> [ЗАДАНИЯ]:
**A)** К каким авторам, согласно фрагменту о французском языке и библиографии XVII века, обратилась Академия за образцами отбора и употребления слов?
**B)** Продолжите фрагмент о французском языке и библиографии XVII века, начав сразу после его последнего предложения.

> [ФРАГМЕНТ ТЕКСТА]:
|---|

В начале XVII столетия французам было не до библиографии. У них находились дела поважнее. Французский язык, ученый и смелый у Рабле, непосредственный, изобретательный и гибкий у Маро, спокойный, красноречивый, размеренный у Монтеня, остроумный и язвительный у Ренье, стал к этому времени языком мертвым. Грозное пророчество Анри Этьенна{355} сбылось полностью: стараниями двора французский язык ”итальянизировался” и превратился, если позволительно так выразиться, в бесплотный призрак; вдохнуть в него жизнь могло лишь чудесное искусство гениев. За это сложнейшее дело взялись Паскаль и Корнель; оба с честью вышли из положения, создав произведения, которыми до сих пор восхищаются потомки. Что же до истоков и памятников ”старинного” языка, о них помнили лишь Мольер и Лафонтен; Буало проклял их{356}, а Академия высокомерно предала забвению. За образцами отбора и употребления слов она обратилась{357} к Дюверу, Коиффто и Барри; об Амио она и не вспомнила. О вкусах не спорят.
В такой ситуации библиографы не требовались; охотников читать книги Барри, Дювера и Коиффто не находилось. Пришлось библиографии искать убежища в филологии, в истории литературы, в ученой критике, да и это произошло гораздо позже, когда начал публиковать свои порой рискованные, но неизменно остроумные измышления Ламоннуа, а особенно когда обнародовал свои обширные разыскания неутомимый Бейль{358}, литератор трудолюбивый, вдумчивый и своенравный, который, желая создавать все заново, тянулся к хаосу, как другие тянутся к свету. Предшествующий период может похвастать только высокоученым Габриэлем Ноде, чей бесценный труд, известный под названием ”Маскюрат”{359}, всегда будет доставлять наслаждение библиофилам.

|---|

> [ПРЕДОСТАВЛЕННЫЙ СПИСОК]:
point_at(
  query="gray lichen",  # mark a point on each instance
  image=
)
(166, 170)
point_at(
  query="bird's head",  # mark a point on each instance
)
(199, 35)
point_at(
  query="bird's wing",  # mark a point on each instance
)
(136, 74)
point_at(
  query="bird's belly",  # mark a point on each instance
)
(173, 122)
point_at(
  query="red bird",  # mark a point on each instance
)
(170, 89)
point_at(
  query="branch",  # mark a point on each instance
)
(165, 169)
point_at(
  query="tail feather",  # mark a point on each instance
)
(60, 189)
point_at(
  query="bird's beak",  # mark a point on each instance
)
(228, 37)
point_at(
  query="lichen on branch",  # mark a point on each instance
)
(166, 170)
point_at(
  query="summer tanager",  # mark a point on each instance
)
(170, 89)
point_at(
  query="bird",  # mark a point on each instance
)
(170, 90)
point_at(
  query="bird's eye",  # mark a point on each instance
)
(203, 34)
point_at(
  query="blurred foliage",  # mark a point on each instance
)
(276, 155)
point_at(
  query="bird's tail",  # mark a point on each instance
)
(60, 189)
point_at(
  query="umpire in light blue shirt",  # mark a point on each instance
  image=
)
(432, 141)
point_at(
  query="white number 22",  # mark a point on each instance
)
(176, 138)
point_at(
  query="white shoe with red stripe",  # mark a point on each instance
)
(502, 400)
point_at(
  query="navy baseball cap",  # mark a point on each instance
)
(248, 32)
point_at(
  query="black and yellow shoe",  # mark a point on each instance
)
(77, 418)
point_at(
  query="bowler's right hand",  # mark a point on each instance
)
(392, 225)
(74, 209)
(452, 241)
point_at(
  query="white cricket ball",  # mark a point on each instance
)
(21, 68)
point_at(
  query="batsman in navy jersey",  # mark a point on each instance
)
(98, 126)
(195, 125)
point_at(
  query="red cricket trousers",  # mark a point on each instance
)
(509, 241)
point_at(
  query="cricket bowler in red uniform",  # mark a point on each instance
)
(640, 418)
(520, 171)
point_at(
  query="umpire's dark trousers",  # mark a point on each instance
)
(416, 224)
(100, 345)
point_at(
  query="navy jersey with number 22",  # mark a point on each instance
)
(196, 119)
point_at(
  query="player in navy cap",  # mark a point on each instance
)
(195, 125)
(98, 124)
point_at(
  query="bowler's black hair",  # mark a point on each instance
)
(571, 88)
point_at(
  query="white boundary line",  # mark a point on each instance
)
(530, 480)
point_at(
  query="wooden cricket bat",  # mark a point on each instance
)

|---|

> [ВАШИ ОТВЕТЫ]:
**A)** К Дюверу, Коиффто и Барри.

**B)**
В XVIII столетии была если не создана, то узаконена библиографическая система Габриэля Мартена{360}, которая действует и поныне и которой, надеюсь, суждена долгая жизнь, если, конечно, в эпоху, когда все помешаны на прогрессе, вернее, на переменах и ценят лишь собственные изобретения, что-либо имеет шанс прожить долго. Не то чтобы система Мартена была строго философической в том смысле, какой приобрело это слово в наши дни, и могла поспорить с классификациями Бэкона или Лейбница, но у нее есть другие достоинства, которые заслуживают внимания, во всяком случае, с точки зрения практической. Она проста, ясна, доступна; она без большого труда охватывает бесчисленные и причудливые формы, в которые человеческая фантазия облекла свои творения, и, что самое важное, она освящена великолепными каталогами, сделавшимися классикой библиографии, — каталогами, которые вскоре станут единственными памятниками ”эпохе библиотек”, миновавшей, и притом безвозвратно.